## Problems to work on
**1.** Copy the stretch of the comment thread from "It should be" through "even worse here." word for word.
**2.** Translate this sentence from the comment thread into Spanish: "It was bad on Reddit, but it seems even worse here."
Source extract Block Start
Well unfortunately we are all products of our environments, where every single beneficial discovery inevitably becomes a commercial endeavour and priced out of reach of the societies that could benefit most from them. You are entitled to be the cheerleader for the discoverers to your hearts content, just as we are allowed to see and react to the after effects of it
Do you disagree with what they actually said though?
Maybe everyone focuses on the negatives because we just did 5 straight years where it seems like if given the choice between two outcomes positive and negative, we’re living in the timeline where the negative thing always happens.
My point is that some bizarre monoculture has developed where people seem to be pathologically unable to accept that something good happened for a change, and to focus on the good thing. Virtually every comment finds some way to find some ultra-pessimistic take. The very best possible take is nearly always something like “wtf took them so long” or “OK, now do X”.
It should be okay - occasionally - to be happy that something good happened. We have the 98% of other posts out there to moan about and focus on the negative stuff.
It was bad on Reddit, but it seems even worse here.
It’s exhausting.
You make a valid point and I wish you’d stop being downvoted for it.
For those that might be downvoting their comment, just a reminder: downvotes are supposed to reflect the quality of a comment not your disagreement. A bad comment for example is something like “lol get rekt”
Source extract Block End
Provided material Block Start
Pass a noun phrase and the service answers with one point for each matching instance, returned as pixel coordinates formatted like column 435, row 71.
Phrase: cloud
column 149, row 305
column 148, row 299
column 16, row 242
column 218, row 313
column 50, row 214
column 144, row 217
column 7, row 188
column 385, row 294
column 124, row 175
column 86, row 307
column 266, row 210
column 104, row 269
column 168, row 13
Provided material Block End
## Responses per task
**1.**
It should be okay - occasionally - to be happy that something good happened. We have the 98% of other posts out there to moan about and focus on the negative stuff.
It was bad on Reddit, but it seems even worse here.

**2.** En Reddit era malo, pero aquí parece incluso peor.